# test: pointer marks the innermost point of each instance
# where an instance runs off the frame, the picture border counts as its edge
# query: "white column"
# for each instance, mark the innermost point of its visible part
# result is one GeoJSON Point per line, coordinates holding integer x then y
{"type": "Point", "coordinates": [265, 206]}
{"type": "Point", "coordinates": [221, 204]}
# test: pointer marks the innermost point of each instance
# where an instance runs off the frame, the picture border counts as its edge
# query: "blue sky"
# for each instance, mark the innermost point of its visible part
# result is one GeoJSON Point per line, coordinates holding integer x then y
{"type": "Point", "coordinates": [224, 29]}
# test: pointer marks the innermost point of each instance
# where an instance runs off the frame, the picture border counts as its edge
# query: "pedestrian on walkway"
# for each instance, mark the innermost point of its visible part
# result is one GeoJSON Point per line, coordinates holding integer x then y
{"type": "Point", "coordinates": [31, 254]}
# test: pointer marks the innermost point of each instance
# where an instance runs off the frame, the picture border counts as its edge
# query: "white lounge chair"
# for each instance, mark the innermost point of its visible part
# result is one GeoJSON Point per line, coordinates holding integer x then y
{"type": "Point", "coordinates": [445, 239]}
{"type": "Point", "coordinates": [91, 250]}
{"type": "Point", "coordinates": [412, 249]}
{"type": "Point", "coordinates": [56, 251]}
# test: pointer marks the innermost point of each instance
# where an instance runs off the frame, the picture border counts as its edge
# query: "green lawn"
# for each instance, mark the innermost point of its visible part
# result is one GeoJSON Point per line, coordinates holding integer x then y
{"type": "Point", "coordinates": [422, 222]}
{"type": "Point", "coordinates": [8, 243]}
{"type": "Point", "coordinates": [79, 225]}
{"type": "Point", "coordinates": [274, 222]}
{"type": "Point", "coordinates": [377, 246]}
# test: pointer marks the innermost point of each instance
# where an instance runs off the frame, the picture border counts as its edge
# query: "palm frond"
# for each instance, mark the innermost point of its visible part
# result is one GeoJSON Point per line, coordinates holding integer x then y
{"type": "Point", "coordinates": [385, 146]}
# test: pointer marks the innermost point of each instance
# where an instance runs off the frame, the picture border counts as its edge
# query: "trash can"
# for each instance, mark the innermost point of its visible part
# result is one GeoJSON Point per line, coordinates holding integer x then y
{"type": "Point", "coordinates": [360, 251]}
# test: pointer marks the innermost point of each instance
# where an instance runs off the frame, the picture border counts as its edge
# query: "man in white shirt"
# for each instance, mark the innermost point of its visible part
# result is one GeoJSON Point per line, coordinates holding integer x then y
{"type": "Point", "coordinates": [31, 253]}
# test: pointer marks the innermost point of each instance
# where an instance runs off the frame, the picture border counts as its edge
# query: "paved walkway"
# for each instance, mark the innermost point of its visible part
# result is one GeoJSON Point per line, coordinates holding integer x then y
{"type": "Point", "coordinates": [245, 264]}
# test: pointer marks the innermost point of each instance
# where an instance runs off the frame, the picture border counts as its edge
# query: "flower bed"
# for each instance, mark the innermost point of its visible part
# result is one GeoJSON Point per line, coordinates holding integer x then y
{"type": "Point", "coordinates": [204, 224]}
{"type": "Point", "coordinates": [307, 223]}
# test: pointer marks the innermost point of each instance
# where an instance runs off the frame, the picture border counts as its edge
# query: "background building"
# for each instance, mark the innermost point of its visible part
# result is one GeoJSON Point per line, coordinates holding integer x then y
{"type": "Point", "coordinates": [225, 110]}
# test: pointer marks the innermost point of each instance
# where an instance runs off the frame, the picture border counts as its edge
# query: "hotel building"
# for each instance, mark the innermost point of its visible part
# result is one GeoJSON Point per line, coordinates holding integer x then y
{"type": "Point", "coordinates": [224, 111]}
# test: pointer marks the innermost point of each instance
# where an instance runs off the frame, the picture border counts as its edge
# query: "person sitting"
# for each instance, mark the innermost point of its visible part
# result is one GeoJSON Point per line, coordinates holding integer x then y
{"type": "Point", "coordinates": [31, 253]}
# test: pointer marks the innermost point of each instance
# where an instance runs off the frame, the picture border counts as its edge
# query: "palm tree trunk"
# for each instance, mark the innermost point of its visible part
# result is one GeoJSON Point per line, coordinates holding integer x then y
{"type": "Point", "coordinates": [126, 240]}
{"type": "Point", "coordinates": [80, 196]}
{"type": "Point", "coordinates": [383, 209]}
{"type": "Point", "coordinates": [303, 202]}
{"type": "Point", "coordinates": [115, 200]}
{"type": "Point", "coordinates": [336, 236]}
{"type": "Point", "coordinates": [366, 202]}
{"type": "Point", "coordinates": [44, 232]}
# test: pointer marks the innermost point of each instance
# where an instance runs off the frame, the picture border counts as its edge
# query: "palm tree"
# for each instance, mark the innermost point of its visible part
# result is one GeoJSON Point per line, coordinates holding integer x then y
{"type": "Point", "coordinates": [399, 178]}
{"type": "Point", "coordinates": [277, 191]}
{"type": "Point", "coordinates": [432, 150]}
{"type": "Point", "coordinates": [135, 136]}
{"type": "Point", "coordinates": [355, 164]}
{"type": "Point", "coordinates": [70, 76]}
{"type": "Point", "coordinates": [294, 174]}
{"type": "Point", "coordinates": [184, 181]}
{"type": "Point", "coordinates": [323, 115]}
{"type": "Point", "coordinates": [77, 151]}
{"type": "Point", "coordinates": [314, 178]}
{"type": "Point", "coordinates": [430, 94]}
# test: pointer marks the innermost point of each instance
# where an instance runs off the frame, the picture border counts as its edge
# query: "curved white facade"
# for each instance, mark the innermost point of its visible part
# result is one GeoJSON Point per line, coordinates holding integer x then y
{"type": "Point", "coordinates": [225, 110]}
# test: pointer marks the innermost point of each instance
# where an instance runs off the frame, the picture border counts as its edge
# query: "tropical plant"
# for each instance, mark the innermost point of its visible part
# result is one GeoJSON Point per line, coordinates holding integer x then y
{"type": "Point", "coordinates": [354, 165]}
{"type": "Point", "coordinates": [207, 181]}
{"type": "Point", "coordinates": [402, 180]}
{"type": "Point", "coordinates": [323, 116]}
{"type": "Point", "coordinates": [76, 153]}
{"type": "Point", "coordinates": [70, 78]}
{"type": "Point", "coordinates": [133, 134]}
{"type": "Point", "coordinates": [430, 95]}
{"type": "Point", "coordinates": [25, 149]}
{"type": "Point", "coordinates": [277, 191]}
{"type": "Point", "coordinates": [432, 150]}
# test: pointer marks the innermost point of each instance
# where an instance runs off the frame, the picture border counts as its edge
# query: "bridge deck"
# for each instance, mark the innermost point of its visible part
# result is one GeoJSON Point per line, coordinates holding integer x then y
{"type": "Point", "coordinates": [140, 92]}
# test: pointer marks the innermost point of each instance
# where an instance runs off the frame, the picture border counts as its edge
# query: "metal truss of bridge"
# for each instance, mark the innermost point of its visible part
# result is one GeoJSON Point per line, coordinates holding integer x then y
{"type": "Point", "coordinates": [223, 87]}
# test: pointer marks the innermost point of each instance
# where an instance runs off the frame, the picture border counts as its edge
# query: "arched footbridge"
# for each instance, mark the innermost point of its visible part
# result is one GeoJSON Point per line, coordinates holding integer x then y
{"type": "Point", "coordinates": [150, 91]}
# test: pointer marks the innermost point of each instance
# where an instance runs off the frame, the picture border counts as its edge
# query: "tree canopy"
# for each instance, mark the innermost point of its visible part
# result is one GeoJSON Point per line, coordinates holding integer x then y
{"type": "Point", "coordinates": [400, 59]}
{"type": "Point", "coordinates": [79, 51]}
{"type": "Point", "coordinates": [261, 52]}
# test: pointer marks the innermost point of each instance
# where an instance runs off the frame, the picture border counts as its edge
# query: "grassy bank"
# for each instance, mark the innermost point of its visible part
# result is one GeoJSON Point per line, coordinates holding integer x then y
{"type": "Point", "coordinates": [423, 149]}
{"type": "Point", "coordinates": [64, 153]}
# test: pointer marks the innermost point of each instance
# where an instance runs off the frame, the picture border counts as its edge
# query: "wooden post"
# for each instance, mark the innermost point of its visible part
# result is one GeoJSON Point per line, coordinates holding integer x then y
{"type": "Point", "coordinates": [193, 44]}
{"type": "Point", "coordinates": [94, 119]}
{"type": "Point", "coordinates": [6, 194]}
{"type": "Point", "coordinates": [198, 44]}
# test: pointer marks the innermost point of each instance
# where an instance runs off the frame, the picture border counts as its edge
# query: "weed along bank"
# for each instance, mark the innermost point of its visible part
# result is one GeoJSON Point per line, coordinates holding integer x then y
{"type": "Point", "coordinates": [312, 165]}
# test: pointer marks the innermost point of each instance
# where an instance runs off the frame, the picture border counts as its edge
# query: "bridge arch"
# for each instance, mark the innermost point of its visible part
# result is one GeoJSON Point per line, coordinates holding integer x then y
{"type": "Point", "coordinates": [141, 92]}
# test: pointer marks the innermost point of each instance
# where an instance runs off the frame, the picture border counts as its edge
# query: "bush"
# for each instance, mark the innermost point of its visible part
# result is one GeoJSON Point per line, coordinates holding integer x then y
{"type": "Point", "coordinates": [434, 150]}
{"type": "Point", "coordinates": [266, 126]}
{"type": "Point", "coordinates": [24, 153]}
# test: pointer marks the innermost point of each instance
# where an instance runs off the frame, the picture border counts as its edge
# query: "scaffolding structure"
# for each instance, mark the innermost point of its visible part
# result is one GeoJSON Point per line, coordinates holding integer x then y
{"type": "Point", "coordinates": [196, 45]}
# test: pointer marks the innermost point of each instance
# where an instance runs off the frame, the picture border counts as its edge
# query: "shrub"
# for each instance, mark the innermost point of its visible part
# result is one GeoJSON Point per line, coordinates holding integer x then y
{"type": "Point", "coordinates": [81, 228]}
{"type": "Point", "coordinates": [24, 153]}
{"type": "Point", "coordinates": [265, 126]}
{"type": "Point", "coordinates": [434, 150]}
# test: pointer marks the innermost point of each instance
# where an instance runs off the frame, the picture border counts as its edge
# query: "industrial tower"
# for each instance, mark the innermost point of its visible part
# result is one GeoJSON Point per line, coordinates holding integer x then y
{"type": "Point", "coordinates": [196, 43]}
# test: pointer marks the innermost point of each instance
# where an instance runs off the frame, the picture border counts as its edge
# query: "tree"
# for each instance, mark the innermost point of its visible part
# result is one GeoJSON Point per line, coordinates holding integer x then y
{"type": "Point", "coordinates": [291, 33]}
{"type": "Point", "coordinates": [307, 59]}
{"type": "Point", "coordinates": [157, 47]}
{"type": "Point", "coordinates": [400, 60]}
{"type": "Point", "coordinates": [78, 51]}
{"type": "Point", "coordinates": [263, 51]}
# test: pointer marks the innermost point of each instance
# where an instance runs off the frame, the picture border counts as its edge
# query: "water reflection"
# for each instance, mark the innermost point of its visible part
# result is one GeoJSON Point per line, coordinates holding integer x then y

[Task brief] Tally the lines in the entries above that contain the string "walkway", treating uppercase and lowercase as different, and give only the number.

[Result for this task] 2